* _Selected extract_:
— begin —

Porter filed an amended complaint. Notwithstanding the magistrate judge’s suspension order, defendants filed an answer and moved to dismiss or for summary judgment, submitting extensive supporting documentation. The magistrate judge found the amended complaint did not cure the deficiencies noted in his previous report, and recommended dismissal for failure to state a claim. While the magistrate judge noted that all the defendants had been served, he failed to note that the defendants had also filed the motion to dismiss or for summary judgment which was then fully at issue. Instead of recommending to the district court the granting or denial of the then pending potentially dispos-itive motion, the magistrate judge recommended dismissal because the plaintiffs amended complaint failed to correct the deficiencies the magistrate judge had pointed out in his previous order. Relying on our decision in Martin-Trigona v. Stewart, 691 F.2d 856, 858 (8th Cir.1982) (per curiam), the magistrate judge concluded that the district court could sua sponte dismiss this complaint under Federal Rule of Civil Procedure 12(b)(6). Conducting de novo review after Porter objected, the district court adopted the magistrate judge’s report, dismissed the complaint, and did not reach the merits of the defendants’ pending motion to dismiss or for summary judgment. Instead, the district court denied the defendants’ double-barreled motion as moot. The court also denied Porter’s motion for reconsideration.

— end —

[Items from a data source]
— begin —

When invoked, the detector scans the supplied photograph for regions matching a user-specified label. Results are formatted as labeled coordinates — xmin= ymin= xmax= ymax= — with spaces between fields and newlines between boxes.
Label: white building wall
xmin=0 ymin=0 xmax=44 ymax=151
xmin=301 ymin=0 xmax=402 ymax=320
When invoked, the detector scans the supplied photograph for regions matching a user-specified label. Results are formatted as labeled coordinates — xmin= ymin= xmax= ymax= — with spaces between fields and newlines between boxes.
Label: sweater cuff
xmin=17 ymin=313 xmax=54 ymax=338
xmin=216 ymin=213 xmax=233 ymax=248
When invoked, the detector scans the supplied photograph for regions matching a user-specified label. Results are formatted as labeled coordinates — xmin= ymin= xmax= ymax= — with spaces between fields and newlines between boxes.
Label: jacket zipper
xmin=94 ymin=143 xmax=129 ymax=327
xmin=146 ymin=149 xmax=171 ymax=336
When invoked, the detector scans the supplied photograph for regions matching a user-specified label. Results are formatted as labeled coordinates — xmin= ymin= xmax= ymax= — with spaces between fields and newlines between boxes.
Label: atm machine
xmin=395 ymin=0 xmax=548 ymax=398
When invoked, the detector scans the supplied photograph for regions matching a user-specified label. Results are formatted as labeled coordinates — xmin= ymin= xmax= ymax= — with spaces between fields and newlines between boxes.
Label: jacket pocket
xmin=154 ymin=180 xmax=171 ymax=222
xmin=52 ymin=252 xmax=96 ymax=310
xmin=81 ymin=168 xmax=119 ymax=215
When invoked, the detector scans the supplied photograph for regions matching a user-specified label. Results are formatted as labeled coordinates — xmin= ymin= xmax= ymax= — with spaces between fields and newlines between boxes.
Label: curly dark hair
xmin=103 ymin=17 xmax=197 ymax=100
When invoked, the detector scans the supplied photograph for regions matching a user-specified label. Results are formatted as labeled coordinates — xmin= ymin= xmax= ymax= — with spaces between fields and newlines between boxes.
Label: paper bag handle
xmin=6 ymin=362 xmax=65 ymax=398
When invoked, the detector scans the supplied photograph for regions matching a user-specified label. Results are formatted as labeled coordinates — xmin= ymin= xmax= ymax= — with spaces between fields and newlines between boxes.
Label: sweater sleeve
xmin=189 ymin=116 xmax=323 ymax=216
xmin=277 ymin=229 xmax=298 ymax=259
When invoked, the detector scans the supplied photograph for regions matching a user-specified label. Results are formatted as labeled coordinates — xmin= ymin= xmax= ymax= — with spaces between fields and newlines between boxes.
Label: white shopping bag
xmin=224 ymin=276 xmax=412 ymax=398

— end —

* _Exercises_:
a. List each ruling the district court made in the passage on Porter's lawsuit.
b. Answer these questions using the passage on Porter's lawsuit:
(i) Which decision did the magistrate judge rely on in concluding that the district court could dismiss the complaint sua sponte?
(ii) Under which rule did he say such a dismissal could be made?
(iii) What did the defendants submit along with their motion to dismiss or for summary judgment?
c. Resume the passage on Porter's lawsuit after its last sentence.

* _Answers_:
a.
- It adopted the magistrate judge's report.
- It dismissed the complaint.
- It denied the defendants' motion to dismiss or for summary judgment as moot.
- It denied Porter's motion for reconsideration.

b.
(i) Martin-Trigona v. Stewart, 691 F.2d 856, 858 (8th Cir.1982) (per curiam).
(ii) Federal Rule of Civil Procedure 12(b)(6).
(iii) Extensive supporting documentation.

c.
We take this opportunity to comment on the magistrate judge’s and district court’s procedures in conducting an initial review of this fee-paid, nonprisoner-filed complaint and dismissing it sua sponte under Rule 12(b)(6) while responsive pleadings were on file and at issue. In Neitzke v. Williams, 490 U.S. 319, 109 S.Ct. 1827, 104 L.Ed.2d 338 (1989), the Supreme Court delineated the differences between claims which are frivolous under 28 U.S.C. § 1915(d) and those which fail to state a claim under Rule 12(b)(6). Although the Court did not address the permissible scope, if any, of sua sponte dismissals under Rule 12(b)(6), id. at 329 n. 8, 109 S.Ct. at 1834 n. 8, the Court noted that review under Rule 12(b)(6) ordinarily afforded a litigant notice of a pending motion to dismiss for failure to state a claim and an opportunity to amend the complaint before the motion was ruled upon, id. at 329, 109 S.Ct. at 1833-34. The Court also noted the benefits of the adversarial process contemplated by the Federal Rules, including the opportunities for responsive pleadings. Id. at 330, 109 S.Ct. at 1834.

Considering Neitzke’s holding that a complaint filed in forma pauperis is not frivolous merely because it fails to state a claim, id. at 330, 109 S.Ct. at 1834, our decision in Martin-Trigona — where the complaint was dismissed under section 1915(d) for failure to state a claim — cannot be relied upon after Neitzke. Nor can MartinATrigona, or other cases preceding Neitzke, stand for the broad proposition that a district court may, prior to service of process, sua sponte dismiss a complaint for failure to state a claim.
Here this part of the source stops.